*GIVEN INFORMATION*

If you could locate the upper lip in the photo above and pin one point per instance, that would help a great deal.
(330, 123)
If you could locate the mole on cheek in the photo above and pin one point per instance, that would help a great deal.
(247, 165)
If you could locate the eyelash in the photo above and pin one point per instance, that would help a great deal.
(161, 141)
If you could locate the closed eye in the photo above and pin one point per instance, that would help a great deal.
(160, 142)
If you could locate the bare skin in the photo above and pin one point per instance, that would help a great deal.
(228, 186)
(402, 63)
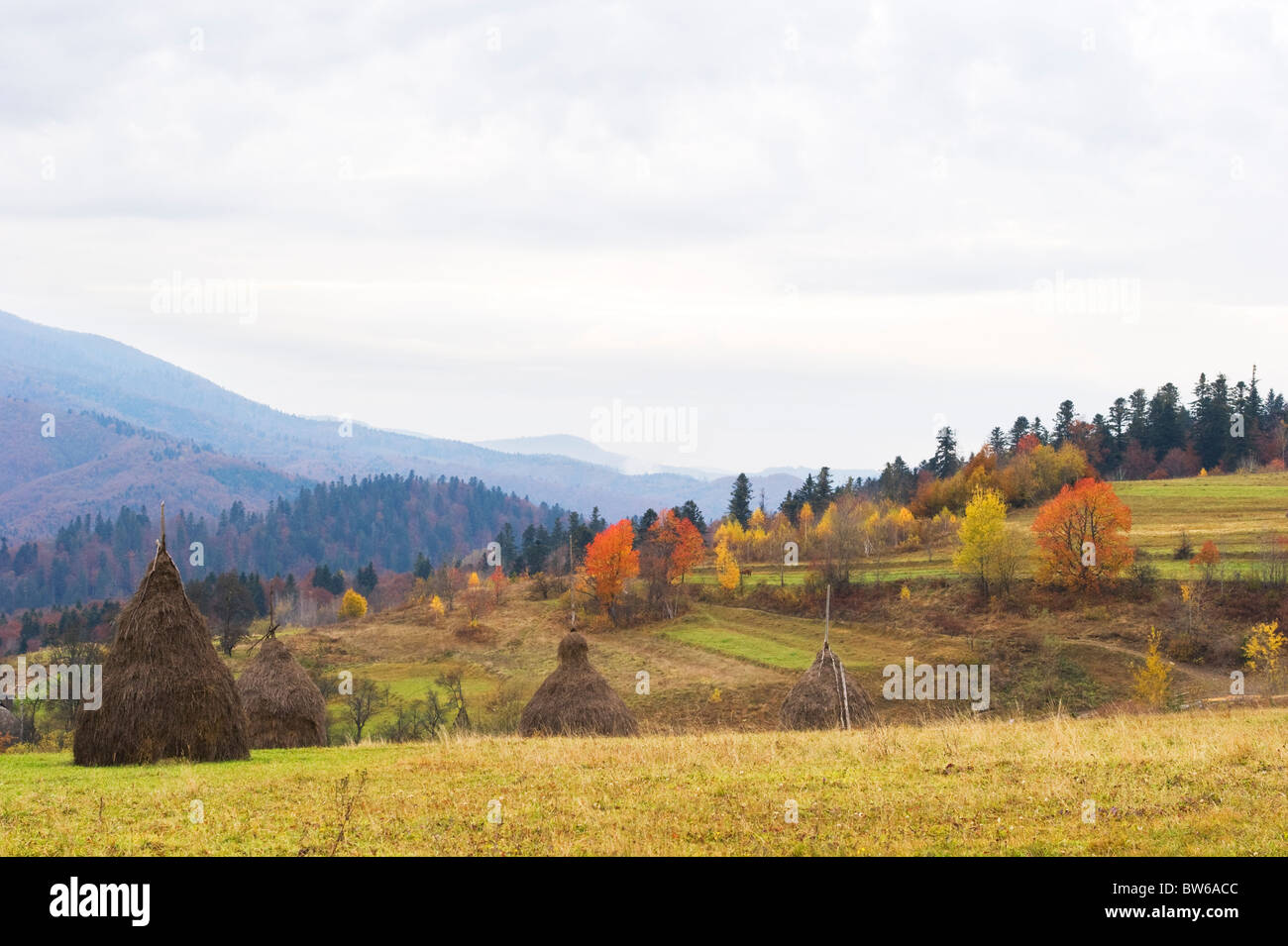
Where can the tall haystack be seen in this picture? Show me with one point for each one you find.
(576, 700)
(283, 706)
(166, 693)
(825, 697)
(9, 725)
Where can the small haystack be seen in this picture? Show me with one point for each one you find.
(9, 725)
(166, 693)
(576, 700)
(825, 697)
(283, 706)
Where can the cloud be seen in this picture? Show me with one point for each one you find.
(789, 210)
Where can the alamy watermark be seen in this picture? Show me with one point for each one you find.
(77, 683)
(179, 296)
(915, 681)
(630, 424)
(1082, 297)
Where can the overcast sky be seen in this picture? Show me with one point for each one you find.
(816, 232)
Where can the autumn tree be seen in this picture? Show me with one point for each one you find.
(1082, 536)
(353, 605)
(1153, 681)
(683, 543)
(728, 572)
(1263, 653)
(1206, 560)
(610, 562)
(938, 529)
(990, 551)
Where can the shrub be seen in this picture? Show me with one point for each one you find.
(353, 605)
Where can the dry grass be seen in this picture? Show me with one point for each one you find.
(1203, 783)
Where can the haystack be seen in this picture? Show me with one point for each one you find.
(576, 700)
(9, 725)
(283, 706)
(825, 697)
(166, 693)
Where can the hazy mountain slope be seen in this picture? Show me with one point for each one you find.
(94, 465)
(56, 370)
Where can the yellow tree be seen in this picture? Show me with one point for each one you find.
(726, 568)
(1262, 652)
(353, 605)
(1154, 680)
(988, 553)
(805, 527)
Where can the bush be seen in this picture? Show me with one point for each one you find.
(353, 605)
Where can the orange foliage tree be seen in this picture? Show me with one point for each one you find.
(610, 562)
(1082, 536)
(1207, 559)
(683, 543)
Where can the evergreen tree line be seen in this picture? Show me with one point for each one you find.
(356, 525)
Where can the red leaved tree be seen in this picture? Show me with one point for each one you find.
(683, 543)
(610, 562)
(1082, 536)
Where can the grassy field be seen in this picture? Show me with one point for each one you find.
(1202, 783)
(1235, 511)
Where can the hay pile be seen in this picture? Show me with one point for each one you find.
(9, 723)
(576, 700)
(820, 697)
(166, 693)
(283, 706)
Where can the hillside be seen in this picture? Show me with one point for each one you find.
(58, 370)
(94, 464)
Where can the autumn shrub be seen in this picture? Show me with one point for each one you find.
(353, 605)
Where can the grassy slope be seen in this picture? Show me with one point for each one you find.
(1212, 783)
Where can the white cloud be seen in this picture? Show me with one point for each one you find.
(798, 224)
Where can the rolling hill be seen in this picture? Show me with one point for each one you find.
(253, 452)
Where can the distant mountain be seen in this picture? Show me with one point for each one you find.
(559, 446)
(385, 519)
(250, 450)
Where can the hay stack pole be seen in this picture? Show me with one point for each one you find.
(837, 668)
(576, 700)
(820, 697)
(165, 692)
(284, 709)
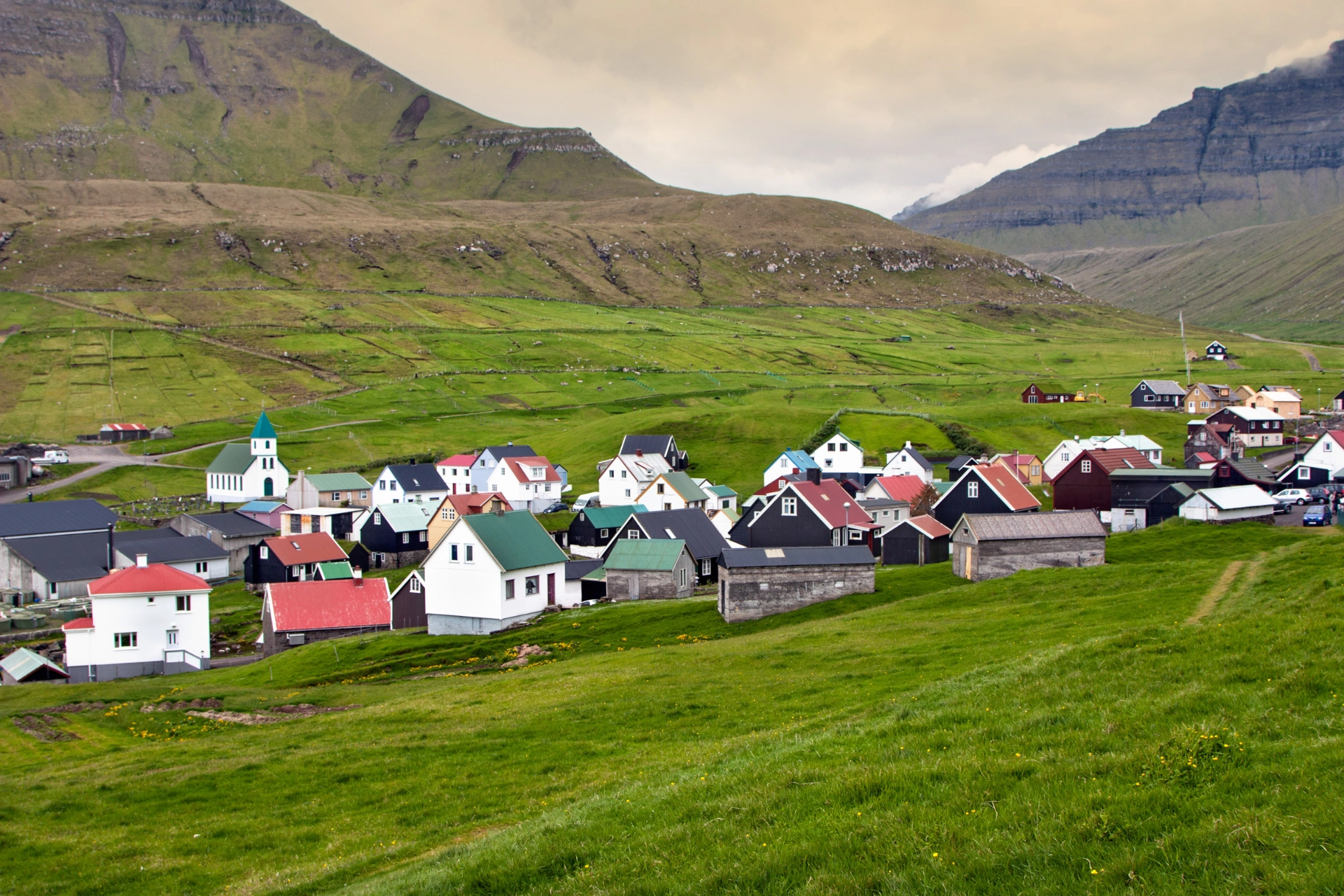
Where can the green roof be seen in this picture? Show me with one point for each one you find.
(339, 482)
(233, 458)
(515, 539)
(264, 430)
(612, 517)
(686, 486)
(645, 554)
(336, 570)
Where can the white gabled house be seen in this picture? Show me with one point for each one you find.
(489, 571)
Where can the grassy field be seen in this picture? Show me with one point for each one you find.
(1059, 731)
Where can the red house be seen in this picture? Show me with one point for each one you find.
(1085, 484)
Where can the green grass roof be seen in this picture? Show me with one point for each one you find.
(515, 539)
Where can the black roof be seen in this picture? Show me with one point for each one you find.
(233, 526)
(690, 524)
(52, 517)
(419, 477)
(848, 555)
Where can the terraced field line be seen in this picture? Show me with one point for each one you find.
(1217, 593)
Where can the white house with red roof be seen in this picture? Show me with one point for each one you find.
(146, 620)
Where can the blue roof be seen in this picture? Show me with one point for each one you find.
(264, 430)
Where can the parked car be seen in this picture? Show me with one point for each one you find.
(1317, 514)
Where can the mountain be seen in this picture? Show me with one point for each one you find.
(1261, 150)
(1281, 280)
(253, 92)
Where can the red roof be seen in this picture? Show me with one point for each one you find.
(1006, 484)
(155, 578)
(315, 547)
(340, 603)
(902, 488)
(518, 464)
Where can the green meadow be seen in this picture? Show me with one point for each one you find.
(1110, 729)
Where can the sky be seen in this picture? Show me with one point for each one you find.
(869, 102)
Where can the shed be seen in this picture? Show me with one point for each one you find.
(917, 540)
(650, 570)
(991, 546)
(761, 582)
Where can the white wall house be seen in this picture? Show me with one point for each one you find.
(146, 620)
(489, 571)
(248, 472)
(839, 454)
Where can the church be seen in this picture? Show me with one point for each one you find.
(248, 472)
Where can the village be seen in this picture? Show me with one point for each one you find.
(122, 602)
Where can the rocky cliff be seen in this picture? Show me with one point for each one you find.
(1261, 150)
(253, 92)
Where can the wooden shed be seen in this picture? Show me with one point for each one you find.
(991, 546)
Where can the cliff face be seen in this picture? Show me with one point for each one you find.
(1261, 150)
(253, 92)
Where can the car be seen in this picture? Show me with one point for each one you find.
(1317, 514)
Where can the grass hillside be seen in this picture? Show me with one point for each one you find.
(1109, 729)
(255, 93)
(1277, 280)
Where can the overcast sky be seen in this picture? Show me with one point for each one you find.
(869, 102)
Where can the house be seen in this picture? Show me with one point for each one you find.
(146, 620)
(292, 558)
(1026, 466)
(662, 445)
(463, 504)
(812, 514)
(673, 492)
(54, 517)
(1203, 398)
(265, 512)
(839, 453)
(991, 546)
(1085, 484)
(622, 479)
(330, 491)
(456, 473)
(1230, 505)
(984, 489)
(1049, 394)
(491, 571)
(790, 463)
(410, 484)
(761, 582)
(396, 535)
(916, 540)
(1254, 426)
(409, 603)
(702, 538)
(248, 472)
(907, 461)
(234, 532)
(26, 666)
(299, 613)
(650, 570)
(592, 530)
(1158, 396)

*EXERCISE OBJECTIVE*
Write every record out again exactly; no pictures belong in the copy.

*TASK RESPONSE*
If you could locate the upper lip in the photo above and pin one point per instance, that would help a great deal.
(330, 123)
If you could locate the mole on cheek in the photo above and pin one point per instance, that would help a great deal.
(247, 165)
If you could locate the eyelash in the photo above and pin one point per instance, that would help a great deal.
(161, 141)
If you could locate the closed eye in the photo above and pin one point per instance, that would help a great deal.
(160, 142)
If you could locate the bare skin in the photo above and pin one point per instance, that would help a great deal.
(228, 186)
(402, 63)
Where can the tall haystack be seen in this picture? Show me with one point for each one you find.
(576, 700)
(283, 706)
(166, 693)
(825, 697)
(9, 725)
Where can the small haystack be seen in this picture? Show me with one point for each one you find.
(9, 725)
(166, 693)
(576, 700)
(825, 697)
(283, 706)
Where can the cloud be seen in this picture? Show me with one point for each one you find.
(789, 210)
Where can the alamy watermark be seen in this picture? Show me with one point for each one you find.
(77, 683)
(179, 296)
(915, 681)
(630, 424)
(1082, 297)
Where can the overcast sky be seen in this picture? Show me with one point for each one you find.
(816, 232)
Where can the autumn tree be seen in this picture? Show me with one point for each one you find.
(1082, 536)
(353, 605)
(1153, 681)
(683, 543)
(728, 572)
(1263, 653)
(1206, 560)
(610, 562)
(938, 529)
(990, 551)
Where can the shrub be seen in this picture? Show me with one point for each one you find.
(353, 605)
Where can the dry grass be seen in this picture? Show me with one point for each one you find.
(1203, 783)
Where can the haystack be seen in this picture? Show me with one point for each one you find.
(576, 700)
(9, 725)
(283, 706)
(825, 697)
(166, 693)
Where can the hazy mountain slope be seen in this picture? Show me with one point for each one you find.
(94, 465)
(56, 370)
Where can the yellow tree be seen in this picture? Show me with one point for each one you find.
(726, 568)
(1262, 652)
(353, 605)
(1154, 680)
(988, 553)
(805, 527)
Where can the bush be seen in this picture? Show me with one point for each one you find.
(353, 605)
Where can the orange foliage tree be seen in this picture? Show me with one point for each one you find.
(610, 562)
(1082, 536)
(1207, 559)
(683, 543)
Where can the evergreen tree line be seen in this picture? Show me with one point for each one you find.
(356, 525)
Where can the red leaved tree be seen in this picture? Show me with one point for each one you find.
(683, 543)
(610, 562)
(1082, 536)
Where can the grassy field be seen in this picture? Show me with one point for each one you find.
(1202, 783)
(1235, 511)
Where can the hay pile be seen in this picture? Show me with one point for each one you find.
(9, 723)
(576, 700)
(820, 697)
(166, 693)
(283, 706)
Where can the hillside be seen in this picture? Show me with one point for each one you find.
(58, 370)
(94, 464)
Where can the autumn shrub be seen in this picture? Show me with one point for each one you find.
(353, 605)
Where can the grassy slope be seen in this picture? Show me with one point for each one you find.
(1212, 783)
Where can the white cloud be seen in this picture? Show me with one point for each one you find.
(798, 224)
Where can the rolling hill be seen in this picture? Show me with one point for each one you find.
(253, 452)
Where can the distant mountain be seen in this picture? Show me with one point for each one you find.
(559, 446)
(385, 519)
(250, 450)
Where can the hay stack pole be seen in this picture? Show me with one point for each one you find.
(837, 668)
(576, 700)
(820, 697)
(165, 692)
(284, 709)
Where can the green roof be seen in this picture? Show me with one point for each one you find.
(339, 482)
(233, 458)
(515, 539)
(264, 430)
(612, 517)
(686, 486)
(645, 554)
(336, 570)
Where can the white gabled house be seen in this picture? Show me with one point for each one you find.
(489, 571)
Where can the grassy field be seen in this picture? Show me with one point for each one you find.
(1059, 731)
Where can the red house be seen in this picture? Show me with one point for each one you find.
(1085, 484)
Where can the green grass roof be seen in this picture? Show me with one point for each one you find.
(515, 539)
Where can the black roof be seen in this picture? Show me with one point for each one you find.
(233, 526)
(690, 524)
(52, 517)
(419, 477)
(848, 555)
Where can the terraced field line be seen in this picture? Show me with one point for each one you find.
(1217, 593)
Where can the white house with red roof be seen in this picture? Show me with one point for each one you find.
(146, 620)
Where can the blue roof be seen in this picture? Show me with one point for each one you find.
(264, 430)
Where can the parked car be seen in this picture? Show me with one point for each one you find.
(1317, 514)
Where can the mountain be seen in this picture? Show me with one point for each one you find.
(1261, 150)
(1281, 280)
(253, 92)
Where can the red roof be seen in this picture? Show me with one point for each one you find.
(1006, 484)
(155, 578)
(315, 547)
(340, 603)
(902, 488)
(518, 464)
Where can the green meadow be seen in this picture? Show me with one point for each one you find.
(1110, 729)
Where can the sky be seen in this picture? Show me with one point for each one you find.
(869, 102)
Where can the shed be seen in this picture? Show me with one point for each one you find.
(917, 540)
(650, 570)
(991, 546)
(761, 582)
Where can the white wall house be seen in this picture? Show me with one point for each one you find.
(146, 620)
(489, 571)
(248, 472)
(839, 454)
Where can the church be seen in this picture? Show me with one point for each one you find.
(248, 472)
Where can the village be seen in this picture? Show me with one point for each one you find.
(122, 602)
Where can the rocky cliff be seen in this picture? Show me with one point for each one you find.
(1261, 150)
(253, 92)
Where can the wooden shed be seen in this picture? Show me with one point for each one you find.
(991, 546)
Where can the cliff face be seen in this picture? Show me with one point for each one you find.
(1261, 150)
(253, 92)
Where can the car be seen in this picture? Show me with one point for each one you find.
(1317, 514)
Where can the grass hillside be seen in this picture? Show me with one point for each one you find.
(1109, 729)
(255, 93)
(1277, 280)
Where can the overcast sky be seen in this picture? Show me with one point for each one you find.
(869, 102)
Where can the house be seen in this picture? Show me with one point for each one you find.
(146, 620)
(292, 558)
(1026, 466)
(662, 445)
(463, 504)
(812, 514)
(673, 492)
(54, 517)
(1203, 398)
(265, 512)
(839, 453)
(991, 546)
(1085, 484)
(622, 479)
(330, 491)
(456, 473)
(1230, 505)
(984, 489)
(1049, 394)
(491, 571)
(790, 463)
(410, 484)
(761, 582)
(396, 535)
(916, 540)
(1254, 426)
(409, 603)
(702, 538)
(248, 472)
(907, 461)
(234, 532)
(26, 666)
(299, 613)
(650, 570)
(592, 530)
(1158, 396)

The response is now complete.